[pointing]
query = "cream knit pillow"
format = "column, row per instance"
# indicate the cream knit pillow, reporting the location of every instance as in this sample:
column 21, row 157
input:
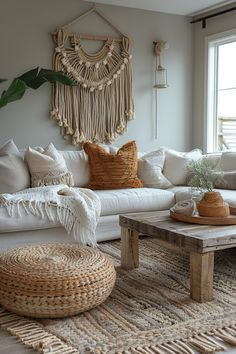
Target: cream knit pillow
column 14, row 174
column 47, row 167
column 150, row 168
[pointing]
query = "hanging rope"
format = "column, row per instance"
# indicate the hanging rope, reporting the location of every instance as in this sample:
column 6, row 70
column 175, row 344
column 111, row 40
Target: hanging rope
column 99, row 107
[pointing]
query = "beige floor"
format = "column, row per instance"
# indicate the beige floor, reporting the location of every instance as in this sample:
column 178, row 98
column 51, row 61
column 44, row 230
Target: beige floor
column 9, row 345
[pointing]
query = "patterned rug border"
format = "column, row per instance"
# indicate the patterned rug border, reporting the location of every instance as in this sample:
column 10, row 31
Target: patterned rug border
column 206, row 334
column 32, row 334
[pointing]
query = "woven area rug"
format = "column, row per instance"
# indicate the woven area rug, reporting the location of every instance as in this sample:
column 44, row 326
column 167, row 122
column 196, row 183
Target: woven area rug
column 148, row 312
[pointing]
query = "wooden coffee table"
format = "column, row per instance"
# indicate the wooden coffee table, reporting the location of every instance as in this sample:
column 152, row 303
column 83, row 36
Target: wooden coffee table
---
• **TASK TO COMPLETE**
Reproduce the entries above word for word, starting with their first line and going on through the line that contains "column 99, row 107". Leave the pictures out of your answer.

• **RESPONSE**
[pointing]
query = "cream knit pillow"
format = "column, row per instance"
# indicate the cream knit pillow, reporting the location of every instance as in this sample:
column 21, row 157
input:
Target: cream knit pillow
column 14, row 174
column 47, row 167
column 150, row 168
[pointing]
query = "hanging rope"
format = "column, row per instance"
# indicate the hanging rope, reporting the location of every instance as in this sample:
column 6, row 70
column 175, row 344
column 111, row 40
Target: hanging rope
column 99, row 107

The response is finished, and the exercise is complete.